* **WORK TO BE COMPLETED**: Extract every line below that contains the word "chair", copying each one in full. Case matters.
begin LISTED ENTRIES
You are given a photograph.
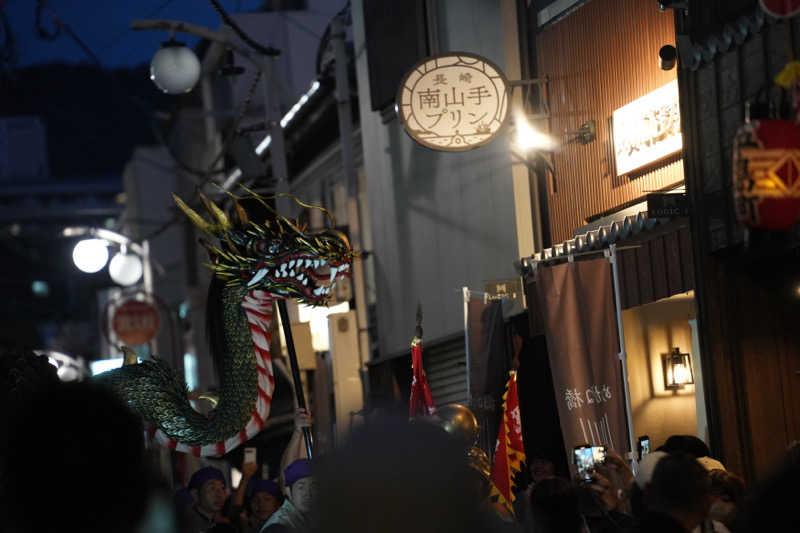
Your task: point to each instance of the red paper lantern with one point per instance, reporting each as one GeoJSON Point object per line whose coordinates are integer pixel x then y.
{"type": "Point", "coordinates": [135, 322]}
{"type": "Point", "coordinates": [766, 173]}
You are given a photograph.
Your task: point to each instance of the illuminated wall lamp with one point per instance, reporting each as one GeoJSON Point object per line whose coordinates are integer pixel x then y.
{"type": "Point", "coordinates": [677, 370]}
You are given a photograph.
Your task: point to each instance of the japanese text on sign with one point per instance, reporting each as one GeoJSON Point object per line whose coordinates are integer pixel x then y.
{"type": "Point", "coordinates": [453, 102]}
{"type": "Point", "coordinates": [594, 394]}
{"type": "Point", "coordinates": [647, 129]}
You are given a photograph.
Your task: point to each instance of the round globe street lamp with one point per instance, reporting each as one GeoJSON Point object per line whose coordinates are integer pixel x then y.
{"type": "Point", "coordinates": [125, 269]}
{"type": "Point", "coordinates": [175, 68]}
{"type": "Point", "coordinates": [90, 255]}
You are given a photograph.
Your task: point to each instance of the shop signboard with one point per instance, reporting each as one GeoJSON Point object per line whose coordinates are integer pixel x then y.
{"type": "Point", "coordinates": [781, 8]}
{"type": "Point", "coordinates": [647, 130]}
{"type": "Point", "coordinates": [453, 102]}
{"type": "Point", "coordinates": [135, 322]}
{"type": "Point", "coordinates": [577, 306]}
{"type": "Point", "coordinates": [667, 205]}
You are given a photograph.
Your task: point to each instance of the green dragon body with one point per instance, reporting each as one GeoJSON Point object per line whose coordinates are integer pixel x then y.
{"type": "Point", "coordinates": [254, 264]}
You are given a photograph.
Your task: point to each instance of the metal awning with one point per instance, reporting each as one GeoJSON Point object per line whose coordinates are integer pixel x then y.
{"type": "Point", "coordinates": [655, 256]}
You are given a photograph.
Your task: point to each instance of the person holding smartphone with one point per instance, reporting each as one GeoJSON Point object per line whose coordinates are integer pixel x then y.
{"type": "Point", "coordinates": [604, 495]}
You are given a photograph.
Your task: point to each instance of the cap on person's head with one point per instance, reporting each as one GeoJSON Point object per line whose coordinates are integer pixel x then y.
{"type": "Point", "coordinates": [297, 470]}
{"type": "Point", "coordinates": [263, 485]}
{"type": "Point", "coordinates": [710, 464]}
{"type": "Point", "coordinates": [206, 473]}
{"type": "Point", "coordinates": [644, 472]}
{"type": "Point", "coordinates": [686, 444]}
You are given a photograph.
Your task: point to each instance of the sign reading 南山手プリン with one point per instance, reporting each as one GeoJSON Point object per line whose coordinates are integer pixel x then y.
{"type": "Point", "coordinates": [453, 102]}
{"type": "Point", "coordinates": [647, 129]}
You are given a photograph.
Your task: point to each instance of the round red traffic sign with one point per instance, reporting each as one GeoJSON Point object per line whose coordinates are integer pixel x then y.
{"type": "Point", "coordinates": [135, 322]}
{"type": "Point", "coordinates": [781, 8]}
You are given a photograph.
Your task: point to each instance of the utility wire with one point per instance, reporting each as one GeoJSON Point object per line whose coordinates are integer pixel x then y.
{"type": "Point", "coordinates": [261, 49]}
{"type": "Point", "coordinates": [121, 37]}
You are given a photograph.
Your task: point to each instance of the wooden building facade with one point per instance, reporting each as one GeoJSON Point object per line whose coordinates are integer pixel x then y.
{"type": "Point", "coordinates": [747, 282]}
{"type": "Point", "coordinates": [598, 59]}
{"type": "Point", "coordinates": [747, 285]}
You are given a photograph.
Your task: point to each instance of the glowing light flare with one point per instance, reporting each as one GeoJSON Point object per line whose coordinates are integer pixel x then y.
{"type": "Point", "coordinates": [528, 138]}
{"type": "Point", "coordinates": [90, 255]}
{"type": "Point", "coordinates": [125, 269]}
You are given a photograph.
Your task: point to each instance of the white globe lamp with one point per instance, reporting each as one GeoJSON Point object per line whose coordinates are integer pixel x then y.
{"type": "Point", "coordinates": [90, 255]}
{"type": "Point", "coordinates": [125, 269]}
{"type": "Point", "coordinates": [175, 68]}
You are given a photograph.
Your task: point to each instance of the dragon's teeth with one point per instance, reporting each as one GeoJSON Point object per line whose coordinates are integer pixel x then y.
{"type": "Point", "coordinates": [258, 277]}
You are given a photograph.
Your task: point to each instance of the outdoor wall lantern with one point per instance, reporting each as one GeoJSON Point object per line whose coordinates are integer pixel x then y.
{"type": "Point", "coordinates": [677, 369]}
{"type": "Point", "coordinates": [175, 68]}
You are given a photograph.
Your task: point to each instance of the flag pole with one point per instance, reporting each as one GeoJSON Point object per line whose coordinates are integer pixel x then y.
{"type": "Point", "coordinates": [298, 384]}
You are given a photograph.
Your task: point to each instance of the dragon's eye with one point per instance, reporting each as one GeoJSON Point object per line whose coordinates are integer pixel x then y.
{"type": "Point", "coordinates": [260, 247]}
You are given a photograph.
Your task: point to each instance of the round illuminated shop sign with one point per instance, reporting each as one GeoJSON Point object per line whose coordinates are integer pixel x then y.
{"type": "Point", "coordinates": [453, 102]}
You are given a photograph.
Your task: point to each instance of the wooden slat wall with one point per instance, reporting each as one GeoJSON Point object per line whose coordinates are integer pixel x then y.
{"type": "Point", "coordinates": [599, 58]}
{"type": "Point", "coordinates": [746, 313]}
{"type": "Point", "coordinates": [660, 267]}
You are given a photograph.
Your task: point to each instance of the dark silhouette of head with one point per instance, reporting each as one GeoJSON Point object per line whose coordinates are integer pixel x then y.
{"type": "Point", "coordinates": [688, 444]}
{"type": "Point", "coordinates": [75, 462]}
{"type": "Point", "coordinates": [680, 488]}
{"type": "Point", "coordinates": [394, 476]}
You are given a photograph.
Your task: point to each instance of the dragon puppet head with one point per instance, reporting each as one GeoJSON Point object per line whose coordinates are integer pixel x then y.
{"type": "Point", "coordinates": [276, 255]}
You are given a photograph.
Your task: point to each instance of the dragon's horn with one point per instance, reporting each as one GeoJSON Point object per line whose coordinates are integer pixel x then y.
{"type": "Point", "coordinates": [241, 213]}
{"type": "Point", "coordinates": [215, 212]}
{"type": "Point", "coordinates": [196, 219]}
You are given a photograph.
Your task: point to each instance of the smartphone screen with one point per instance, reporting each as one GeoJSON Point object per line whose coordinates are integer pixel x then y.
{"type": "Point", "coordinates": [599, 454]}
{"type": "Point", "coordinates": [583, 457]}
{"type": "Point", "coordinates": [249, 455]}
{"type": "Point", "coordinates": [644, 446]}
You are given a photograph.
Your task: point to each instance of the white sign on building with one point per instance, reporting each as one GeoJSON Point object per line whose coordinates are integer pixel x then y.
{"type": "Point", "coordinates": [453, 102]}
{"type": "Point", "coordinates": [648, 129]}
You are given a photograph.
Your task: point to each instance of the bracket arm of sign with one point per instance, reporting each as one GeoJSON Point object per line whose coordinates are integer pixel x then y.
{"type": "Point", "coordinates": [531, 81]}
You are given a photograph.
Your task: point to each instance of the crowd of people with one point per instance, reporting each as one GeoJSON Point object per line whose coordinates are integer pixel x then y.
{"type": "Point", "coordinates": [72, 457]}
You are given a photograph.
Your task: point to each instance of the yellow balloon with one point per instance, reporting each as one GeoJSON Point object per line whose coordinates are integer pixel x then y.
{"type": "Point", "coordinates": [459, 421]}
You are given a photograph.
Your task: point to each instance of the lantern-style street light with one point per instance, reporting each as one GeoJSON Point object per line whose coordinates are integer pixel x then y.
{"type": "Point", "coordinates": [175, 68]}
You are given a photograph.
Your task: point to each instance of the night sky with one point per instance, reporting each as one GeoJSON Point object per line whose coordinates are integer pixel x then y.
{"type": "Point", "coordinates": [104, 25]}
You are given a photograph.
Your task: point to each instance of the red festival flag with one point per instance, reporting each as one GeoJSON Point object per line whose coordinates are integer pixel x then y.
{"type": "Point", "coordinates": [421, 403]}
{"type": "Point", "coordinates": [509, 452]}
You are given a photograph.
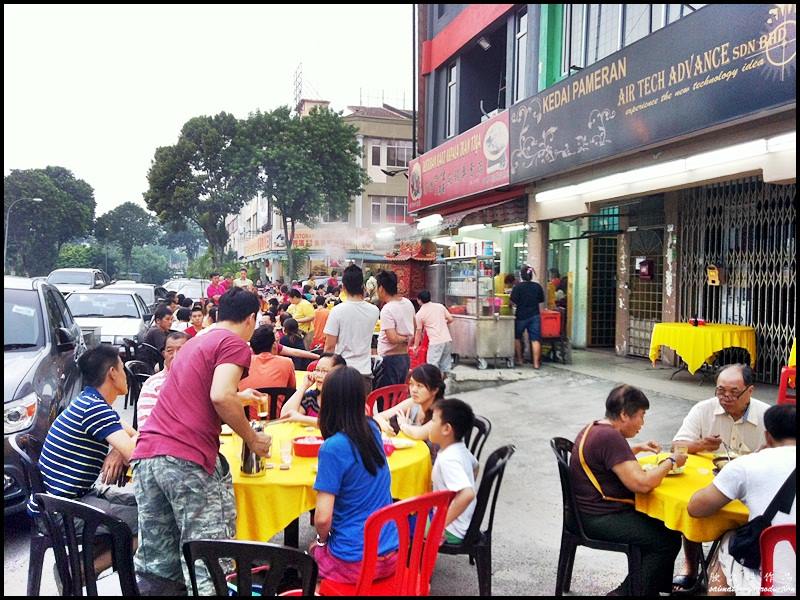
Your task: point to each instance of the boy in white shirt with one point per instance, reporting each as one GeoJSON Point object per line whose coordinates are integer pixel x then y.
{"type": "Point", "coordinates": [455, 467]}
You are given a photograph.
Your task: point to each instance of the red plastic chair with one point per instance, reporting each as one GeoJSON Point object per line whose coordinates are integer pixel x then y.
{"type": "Point", "coordinates": [416, 556]}
{"type": "Point", "coordinates": [770, 538]}
{"type": "Point", "coordinates": [389, 395]}
{"type": "Point", "coordinates": [787, 390]}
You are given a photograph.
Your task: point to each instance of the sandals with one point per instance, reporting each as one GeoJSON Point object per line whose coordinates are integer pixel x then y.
{"type": "Point", "coordinates": [684, 583]}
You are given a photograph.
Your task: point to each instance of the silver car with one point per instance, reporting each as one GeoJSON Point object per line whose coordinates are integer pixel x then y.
{"type": "Point", "coordinates": [72, 280]}
{"type": "Point", "coordinates": [118, 314]}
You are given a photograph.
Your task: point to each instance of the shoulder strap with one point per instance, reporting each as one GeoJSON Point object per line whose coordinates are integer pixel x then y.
{"type": "Point", "coordinates": [591, 476]}
{"type": "Point", "coordinates": [783, 499]}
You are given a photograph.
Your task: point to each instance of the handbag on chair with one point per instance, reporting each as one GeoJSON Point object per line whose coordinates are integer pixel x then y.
{"type": "Point", "coordinates": [744, 545]}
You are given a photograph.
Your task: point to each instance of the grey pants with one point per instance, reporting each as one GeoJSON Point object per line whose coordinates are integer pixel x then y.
{"type": "Point", "coordinates": [179, 501]}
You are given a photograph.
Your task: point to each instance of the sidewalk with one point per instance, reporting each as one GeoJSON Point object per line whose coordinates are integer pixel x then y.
{"type": "Point", "coordinates": [604, 365]}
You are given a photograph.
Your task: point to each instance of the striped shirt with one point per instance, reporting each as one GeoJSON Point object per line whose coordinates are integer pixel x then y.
{"type": "Point", "coordinates": [76, 446]}
{"type": "Point", "coordinates": [149, 396]}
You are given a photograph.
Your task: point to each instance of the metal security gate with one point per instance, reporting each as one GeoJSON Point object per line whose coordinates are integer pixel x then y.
{"type": "Point", "coordinates": [602, 291]}
{"type": "Point", "coordinates": [748, 228]}
{"type": "Point", "coordinates": [646, 295]}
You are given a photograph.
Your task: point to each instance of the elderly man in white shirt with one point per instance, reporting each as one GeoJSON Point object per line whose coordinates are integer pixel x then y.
{"type": "Point", "coordinates": [732, 418]}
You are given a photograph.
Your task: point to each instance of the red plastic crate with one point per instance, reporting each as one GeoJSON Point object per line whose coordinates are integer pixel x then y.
{"type": "Point", "coordinates": [551, 323]}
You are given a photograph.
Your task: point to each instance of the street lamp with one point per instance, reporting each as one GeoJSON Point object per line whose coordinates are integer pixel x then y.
{"type": "Point", "coordinates": [8, 218]}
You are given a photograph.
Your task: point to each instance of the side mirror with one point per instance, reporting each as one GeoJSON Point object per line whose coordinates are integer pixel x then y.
{"type": "Point", "coordinates": [64, 340]}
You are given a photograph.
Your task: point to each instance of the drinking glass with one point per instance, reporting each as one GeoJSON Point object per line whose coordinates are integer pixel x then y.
{"type": "Point", "coordinates": [286, 453]}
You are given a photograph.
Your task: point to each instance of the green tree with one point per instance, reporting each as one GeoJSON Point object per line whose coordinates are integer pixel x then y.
{"type": "Point", "coordinates": [38, 230]}
{"type": "Point", "coordinates": [187, 236]}
{"type": "Point", "coordinates": [203, 178]}
{"type": "Point", "coordinates": [306, 164]}
{"type": "Point", "coordinates": [152, 262]}
{"type": "Point", "coordinates": [128, 226]}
end LISTED ENTRIES
* **COMPLETE ANSWER**:
Your task: point to each instance of the red plastic chair with one point per instance, reporting each as one GeoJSON Point object per line whose coordinates are integer pixel x then y.
Your task: point to each instance of the handbag on chair with one point per instance, reporting each as one GeoJSON Point object per line whose coordinates are integer pixel x then y.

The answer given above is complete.